:: Description of the task ::
Where does the string "brick" appear? Copy every line of the entries below that holds it.

(Natural language region descriptions)
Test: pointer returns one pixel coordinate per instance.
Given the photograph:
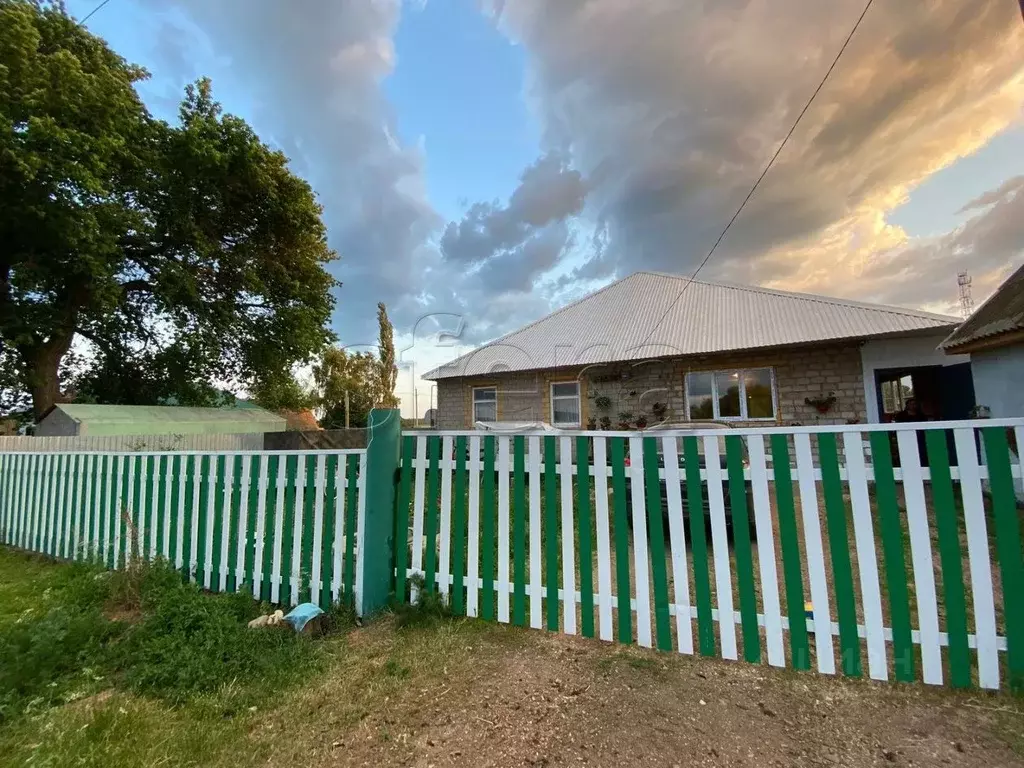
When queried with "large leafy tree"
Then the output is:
(185, 254)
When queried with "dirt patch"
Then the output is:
(553, 700)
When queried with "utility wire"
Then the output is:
(764, 172)
(92, 12)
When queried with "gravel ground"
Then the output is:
(527, 698)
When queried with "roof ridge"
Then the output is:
(528, 326)
(809, 297)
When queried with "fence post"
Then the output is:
(376, 537)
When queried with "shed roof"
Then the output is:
(1003, 312)
(649, 314)
(92, 414)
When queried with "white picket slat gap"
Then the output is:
(297, 525)
(360, 520)
(605, 628)
(867, 563)
(677, 541)
(279, 530)
(720, 544)
(419, 494)
(444, 560)
(341, 483)
(240, 556)
(978, 553)
(315, 578)
(211, 519)
(138, 510)
(225, 523)
(87, 506)
(568, 528)
(259, 546)
(37, 504)
(155, 521)
(811, 515)
(921, 557)
(198, 480)
(44, 526)
(534, 486)
(766, 550)
(98, 506)
(473, 524)
(503, 527)
(640, 559)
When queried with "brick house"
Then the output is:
(654, 347)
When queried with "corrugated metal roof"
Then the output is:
(1003, 312)
(648, 314)
(87, 413)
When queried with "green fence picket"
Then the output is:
(269, 525)
(1008, 547)
(430, 513)
(950, 558)
(655, 544)
(585, 532)
(839, 547)
(459, 529)
(487, 496)
(401, 518)
(519, 531)
(893, 552)
(616, 449)
(550, 482)
(742, 549)
(698, 546)
(351, 503)
(790, 542)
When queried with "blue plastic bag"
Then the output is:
(301, 614)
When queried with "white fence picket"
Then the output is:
(640, 559)
(720, 543)
(444, 559)
(677, 542)
(534, 479)
(419, 496)
(603, 540)
(766, 550)
(473, 543)
(921, 557)
(503, 528)
(867, 563)
(568, 542)
(978, 552)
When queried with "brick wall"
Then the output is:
(800, 373)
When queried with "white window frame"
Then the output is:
(551, 403)
(742, 394)
(491, 388)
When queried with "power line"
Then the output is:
(765, 171)
(92, 12)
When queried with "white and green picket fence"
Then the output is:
(895, 545)
(284, 524)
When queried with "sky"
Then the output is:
(481, 163)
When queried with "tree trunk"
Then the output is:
(43, 363)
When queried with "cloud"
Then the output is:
(672, 110)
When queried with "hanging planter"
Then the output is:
(822, 403)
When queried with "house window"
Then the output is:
(739, 395)
(484, 403)
(565, 404)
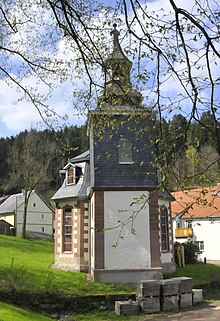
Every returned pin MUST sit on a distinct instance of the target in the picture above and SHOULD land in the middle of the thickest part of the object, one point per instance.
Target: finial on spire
(115, 33)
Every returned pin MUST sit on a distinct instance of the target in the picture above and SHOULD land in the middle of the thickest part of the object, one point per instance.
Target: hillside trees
(29, 164)
(34, 159)
(175, 50)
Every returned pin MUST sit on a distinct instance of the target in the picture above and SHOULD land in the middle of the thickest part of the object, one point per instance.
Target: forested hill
(187, 154)
(34, 154)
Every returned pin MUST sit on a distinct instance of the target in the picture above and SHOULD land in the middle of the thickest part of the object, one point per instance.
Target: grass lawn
(11, 313)
(25, 265)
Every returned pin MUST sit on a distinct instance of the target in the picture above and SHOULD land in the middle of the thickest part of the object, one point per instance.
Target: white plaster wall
(92, 235)
(133, 251)
(207, 231)
(166, 257)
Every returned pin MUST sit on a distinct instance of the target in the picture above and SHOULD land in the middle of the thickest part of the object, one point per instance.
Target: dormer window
(73, 175)
(70, 176)
(124, 151)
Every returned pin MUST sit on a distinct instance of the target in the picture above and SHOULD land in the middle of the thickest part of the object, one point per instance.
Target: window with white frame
(42, 216)
(67, 230)
(189, 224)
(178, 224)
(200, 245)
(164, 228)
(124, 151)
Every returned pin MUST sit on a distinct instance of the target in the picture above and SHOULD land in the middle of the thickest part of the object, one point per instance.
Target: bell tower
(124, 204)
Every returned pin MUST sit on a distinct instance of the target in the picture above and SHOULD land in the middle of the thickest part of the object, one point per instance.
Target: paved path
(210, 313)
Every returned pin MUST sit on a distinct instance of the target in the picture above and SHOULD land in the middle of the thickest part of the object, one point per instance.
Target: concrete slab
(211, 313)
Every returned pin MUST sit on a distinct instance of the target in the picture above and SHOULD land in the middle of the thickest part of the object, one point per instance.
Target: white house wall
(167, 257)
(133, 251)
(35, 221)
(208, 231)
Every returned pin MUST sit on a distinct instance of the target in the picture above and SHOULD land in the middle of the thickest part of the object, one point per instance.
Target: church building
(110, 219)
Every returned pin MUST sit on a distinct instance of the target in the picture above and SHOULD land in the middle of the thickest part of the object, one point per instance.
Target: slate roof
(3, 198)
(197, 203)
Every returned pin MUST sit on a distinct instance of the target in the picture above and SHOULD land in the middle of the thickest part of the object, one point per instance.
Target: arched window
(164, 227)
(67, 229)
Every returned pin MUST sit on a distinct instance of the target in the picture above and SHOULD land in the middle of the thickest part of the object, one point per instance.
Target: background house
(112, 183)
(196, 218)
(39, 213)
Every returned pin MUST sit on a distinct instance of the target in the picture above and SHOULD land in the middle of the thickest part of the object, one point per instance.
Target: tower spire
(117, 67)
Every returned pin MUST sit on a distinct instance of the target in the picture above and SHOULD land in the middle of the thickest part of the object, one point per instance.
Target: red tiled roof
(200, 202)
(3, 198)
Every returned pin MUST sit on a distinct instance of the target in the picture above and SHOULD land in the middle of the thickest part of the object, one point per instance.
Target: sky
(17, 114)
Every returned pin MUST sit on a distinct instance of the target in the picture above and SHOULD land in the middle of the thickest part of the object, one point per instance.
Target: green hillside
(26, 265)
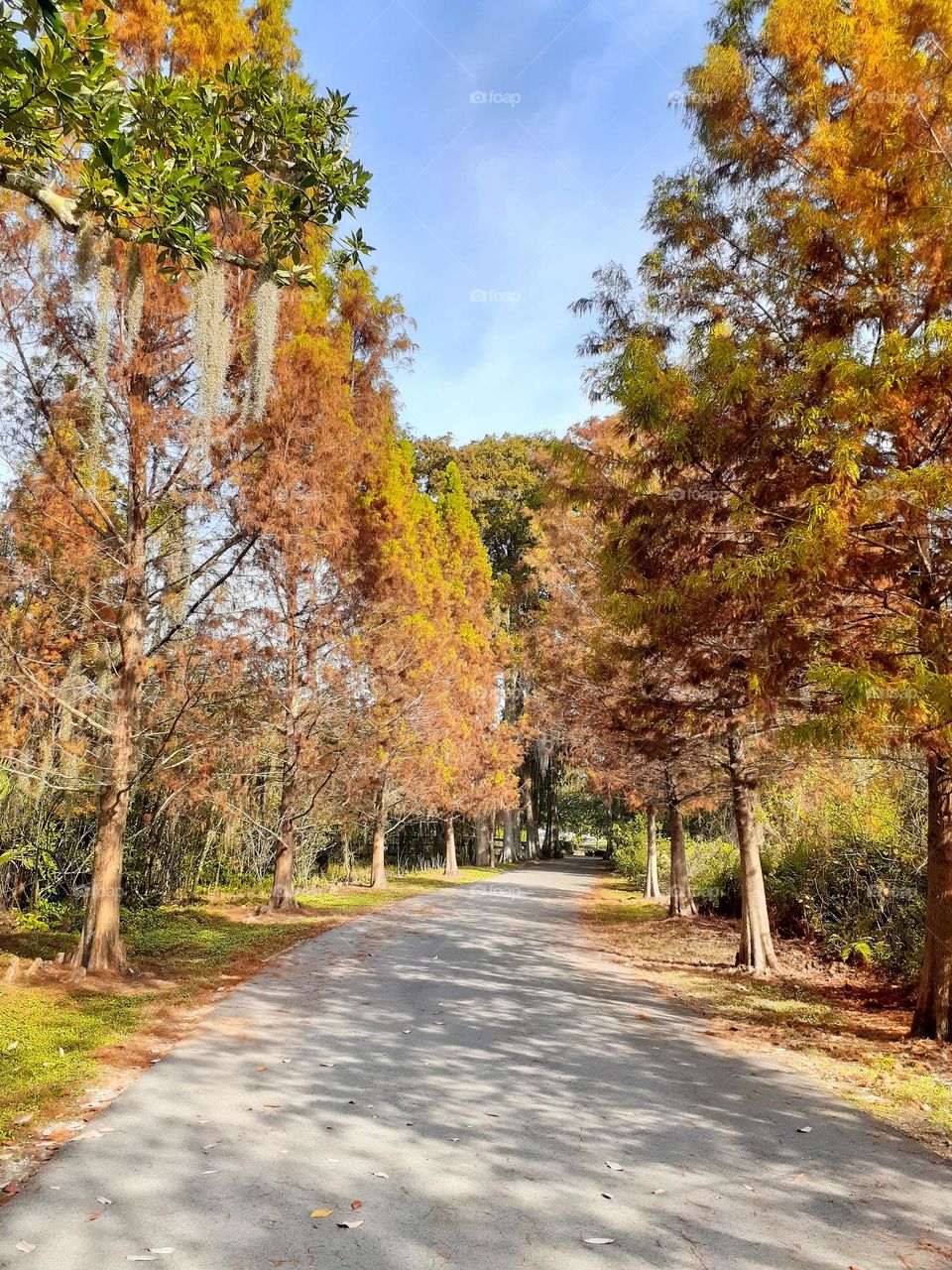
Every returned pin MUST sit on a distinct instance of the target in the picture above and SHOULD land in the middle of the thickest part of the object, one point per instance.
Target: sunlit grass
(53, 1033)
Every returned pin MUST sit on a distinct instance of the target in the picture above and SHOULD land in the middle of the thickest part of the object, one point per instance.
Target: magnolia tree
(132, 382)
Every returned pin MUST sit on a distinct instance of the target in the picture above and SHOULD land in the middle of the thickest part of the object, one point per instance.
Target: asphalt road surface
(467, 1070)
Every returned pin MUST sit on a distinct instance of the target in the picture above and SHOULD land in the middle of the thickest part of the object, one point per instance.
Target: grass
(56, 1038)
(49, 1042)
(842, 1024)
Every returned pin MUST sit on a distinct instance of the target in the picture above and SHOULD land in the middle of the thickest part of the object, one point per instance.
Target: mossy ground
(843, 1024)
(58, 1038)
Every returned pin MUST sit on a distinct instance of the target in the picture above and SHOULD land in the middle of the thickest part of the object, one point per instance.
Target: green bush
(844, 860)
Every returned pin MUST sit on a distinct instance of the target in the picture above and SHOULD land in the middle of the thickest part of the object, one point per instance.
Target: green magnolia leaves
(172, 159)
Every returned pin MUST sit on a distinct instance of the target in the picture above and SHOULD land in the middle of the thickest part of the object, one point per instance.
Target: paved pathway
(471, 1048)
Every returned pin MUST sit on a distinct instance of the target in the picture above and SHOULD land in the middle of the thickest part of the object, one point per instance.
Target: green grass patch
(51, 1033)
(49, 1042)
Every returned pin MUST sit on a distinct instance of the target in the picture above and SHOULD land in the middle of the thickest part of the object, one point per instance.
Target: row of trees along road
(226, 602)
(770, 509)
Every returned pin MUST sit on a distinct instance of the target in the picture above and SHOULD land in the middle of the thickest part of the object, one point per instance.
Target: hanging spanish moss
(264, 325)
(100, 358)
(45, 244)
(87, 249)
(135, 299)
(212, 345)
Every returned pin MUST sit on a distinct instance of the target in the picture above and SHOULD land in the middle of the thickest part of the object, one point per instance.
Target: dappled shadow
(470, 1047)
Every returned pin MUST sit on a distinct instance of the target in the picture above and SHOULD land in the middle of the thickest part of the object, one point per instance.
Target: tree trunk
(509, 834)
(284, 898)
(933, 1008)
(484, 842)
(652, 888)
(529, 811)
(682, 902)
(756, 952)
(100, 949)
(451, 867)
(348, 857)
(379, 853)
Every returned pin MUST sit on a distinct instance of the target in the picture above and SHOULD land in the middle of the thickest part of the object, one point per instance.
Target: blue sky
(513, 145)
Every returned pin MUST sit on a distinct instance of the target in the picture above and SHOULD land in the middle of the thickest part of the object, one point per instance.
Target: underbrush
(838, 1023)
(844, 862)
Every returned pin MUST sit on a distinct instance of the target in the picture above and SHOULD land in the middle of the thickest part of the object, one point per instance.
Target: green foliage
(164, 154)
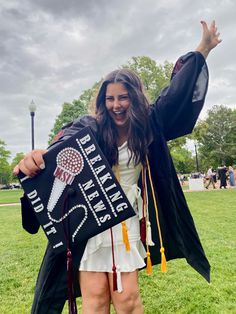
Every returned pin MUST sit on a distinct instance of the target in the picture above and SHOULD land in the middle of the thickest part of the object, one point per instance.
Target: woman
(133, 137)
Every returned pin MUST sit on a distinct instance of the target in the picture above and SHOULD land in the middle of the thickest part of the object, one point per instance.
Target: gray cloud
(51, 50)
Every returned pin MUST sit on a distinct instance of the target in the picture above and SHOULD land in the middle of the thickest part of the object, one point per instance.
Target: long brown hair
(138, 115)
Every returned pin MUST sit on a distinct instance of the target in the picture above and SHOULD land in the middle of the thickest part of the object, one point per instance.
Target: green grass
(181, 290)
(10, 196)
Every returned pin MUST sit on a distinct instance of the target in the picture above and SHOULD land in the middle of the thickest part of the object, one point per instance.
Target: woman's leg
(95, 292)
(129, 300)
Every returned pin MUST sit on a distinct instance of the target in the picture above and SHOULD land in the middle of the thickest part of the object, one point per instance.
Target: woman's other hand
(210, 38)
(31, 164)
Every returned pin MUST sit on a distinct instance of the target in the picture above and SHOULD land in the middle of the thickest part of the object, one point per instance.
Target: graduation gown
(174, 114)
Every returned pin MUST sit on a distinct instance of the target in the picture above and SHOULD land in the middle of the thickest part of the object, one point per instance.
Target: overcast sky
(52, 50)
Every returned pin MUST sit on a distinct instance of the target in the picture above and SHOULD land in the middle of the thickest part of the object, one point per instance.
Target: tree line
(214, 136)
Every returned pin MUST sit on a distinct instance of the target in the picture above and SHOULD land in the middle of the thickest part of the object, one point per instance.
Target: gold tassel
(163, 260)
(149, 264)
(125, 236)
(162, 250)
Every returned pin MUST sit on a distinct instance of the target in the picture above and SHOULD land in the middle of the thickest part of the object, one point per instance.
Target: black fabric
(51, 287)
(29, 221)
(174, 114)
(77, 195)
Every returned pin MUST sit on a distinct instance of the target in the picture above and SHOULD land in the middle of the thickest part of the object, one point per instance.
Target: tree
(153, 76)
(216, 136)
(5, 170)
(183, 159)
(14, 162)
(74, 110)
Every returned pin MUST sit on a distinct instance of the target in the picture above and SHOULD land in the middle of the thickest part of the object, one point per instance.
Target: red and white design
(69, 164)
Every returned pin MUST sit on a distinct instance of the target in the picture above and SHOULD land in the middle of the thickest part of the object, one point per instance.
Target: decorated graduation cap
(77, 195)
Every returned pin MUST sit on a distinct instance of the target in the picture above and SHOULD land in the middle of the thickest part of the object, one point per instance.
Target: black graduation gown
(174, 114)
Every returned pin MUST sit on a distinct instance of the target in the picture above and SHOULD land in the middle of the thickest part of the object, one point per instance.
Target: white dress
(98, 252)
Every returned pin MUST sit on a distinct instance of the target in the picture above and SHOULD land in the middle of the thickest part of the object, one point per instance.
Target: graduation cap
(76, 196)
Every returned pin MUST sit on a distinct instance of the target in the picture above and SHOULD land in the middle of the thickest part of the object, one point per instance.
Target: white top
(98, 254)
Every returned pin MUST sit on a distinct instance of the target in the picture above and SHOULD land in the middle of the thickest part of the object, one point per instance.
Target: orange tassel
(125, 236)
(149, 264)
(143, 229)
(163, 260)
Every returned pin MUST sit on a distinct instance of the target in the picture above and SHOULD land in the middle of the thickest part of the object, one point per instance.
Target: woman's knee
(128, 301)
(95, 289)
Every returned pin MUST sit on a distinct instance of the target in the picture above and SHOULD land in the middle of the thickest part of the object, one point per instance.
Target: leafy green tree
(153, 76)
(74, 110)
(183, 159)
(216, 136)
(14, 162)
(5, 170)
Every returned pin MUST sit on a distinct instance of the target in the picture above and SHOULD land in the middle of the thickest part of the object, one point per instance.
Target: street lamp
(32, 109)
(196, 155)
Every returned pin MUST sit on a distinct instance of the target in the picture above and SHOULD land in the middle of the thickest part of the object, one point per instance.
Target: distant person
(182, 177)
(222, 171)
(231, 176)
(210, 176)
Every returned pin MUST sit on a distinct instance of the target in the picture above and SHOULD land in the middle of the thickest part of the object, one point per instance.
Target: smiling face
(118, 104)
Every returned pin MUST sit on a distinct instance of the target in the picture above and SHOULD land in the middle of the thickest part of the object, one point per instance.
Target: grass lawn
(181, 290)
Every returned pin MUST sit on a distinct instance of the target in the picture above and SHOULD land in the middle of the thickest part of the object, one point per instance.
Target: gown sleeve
(179, 105)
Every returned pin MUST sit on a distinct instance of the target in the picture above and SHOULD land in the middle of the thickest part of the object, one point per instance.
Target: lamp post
(196, 156)
(32, 109)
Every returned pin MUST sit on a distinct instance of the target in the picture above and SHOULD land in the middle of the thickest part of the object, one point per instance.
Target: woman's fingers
(32, 163)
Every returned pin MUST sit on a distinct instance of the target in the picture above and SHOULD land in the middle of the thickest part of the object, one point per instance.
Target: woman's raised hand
(210, 38)
(32, 163)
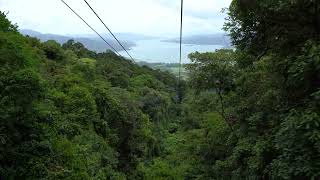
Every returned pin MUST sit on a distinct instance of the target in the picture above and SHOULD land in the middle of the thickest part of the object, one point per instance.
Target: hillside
(251, 112)
(91, 42)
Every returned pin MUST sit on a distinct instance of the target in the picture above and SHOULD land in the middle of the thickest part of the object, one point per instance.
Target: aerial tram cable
(180, 55)
(91, 28)
(108, 29)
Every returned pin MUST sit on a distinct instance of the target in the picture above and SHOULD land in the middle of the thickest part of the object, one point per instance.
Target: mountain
(91, 42)
(123, 36)
(206, 39)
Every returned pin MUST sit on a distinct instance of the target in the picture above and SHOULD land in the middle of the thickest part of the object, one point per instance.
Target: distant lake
(156, 50)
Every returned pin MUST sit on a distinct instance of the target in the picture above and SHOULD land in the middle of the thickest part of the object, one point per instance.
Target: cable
(91, 28)
(180, 57)
(181, 23)
(108, 29)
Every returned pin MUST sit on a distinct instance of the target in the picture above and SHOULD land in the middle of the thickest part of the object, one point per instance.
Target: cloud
(153, 17)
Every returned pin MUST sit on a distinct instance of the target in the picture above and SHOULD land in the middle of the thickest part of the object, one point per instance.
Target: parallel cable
(180, 51)
(181, 28)
(91, 28)
(108, 29)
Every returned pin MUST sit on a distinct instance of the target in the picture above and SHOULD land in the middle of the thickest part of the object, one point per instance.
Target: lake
(156, 50)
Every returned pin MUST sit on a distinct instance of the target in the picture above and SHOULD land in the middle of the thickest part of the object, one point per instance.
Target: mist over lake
(157, 50)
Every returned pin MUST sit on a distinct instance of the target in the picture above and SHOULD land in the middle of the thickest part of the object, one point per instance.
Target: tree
(213, 71)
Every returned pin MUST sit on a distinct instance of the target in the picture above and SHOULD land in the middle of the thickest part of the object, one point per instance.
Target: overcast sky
(150, 17)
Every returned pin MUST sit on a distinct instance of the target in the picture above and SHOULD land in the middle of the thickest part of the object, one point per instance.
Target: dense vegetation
(252, 112)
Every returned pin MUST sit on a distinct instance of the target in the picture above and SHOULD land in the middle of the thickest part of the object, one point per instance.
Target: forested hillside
(252, 112)
(69, 113)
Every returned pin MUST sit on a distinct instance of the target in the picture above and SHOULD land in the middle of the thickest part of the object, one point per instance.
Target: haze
(149, 17)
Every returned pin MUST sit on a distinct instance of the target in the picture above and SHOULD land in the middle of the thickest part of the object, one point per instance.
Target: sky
(149, 17)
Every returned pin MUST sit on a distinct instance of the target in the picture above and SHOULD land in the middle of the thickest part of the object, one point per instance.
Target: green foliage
(6, 25)
(69, 113)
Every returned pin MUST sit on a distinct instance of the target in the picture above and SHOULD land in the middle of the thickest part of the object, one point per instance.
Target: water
(155, 50)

:: Problem solution ::
When queried with "brick house"
When queried with "brick wall"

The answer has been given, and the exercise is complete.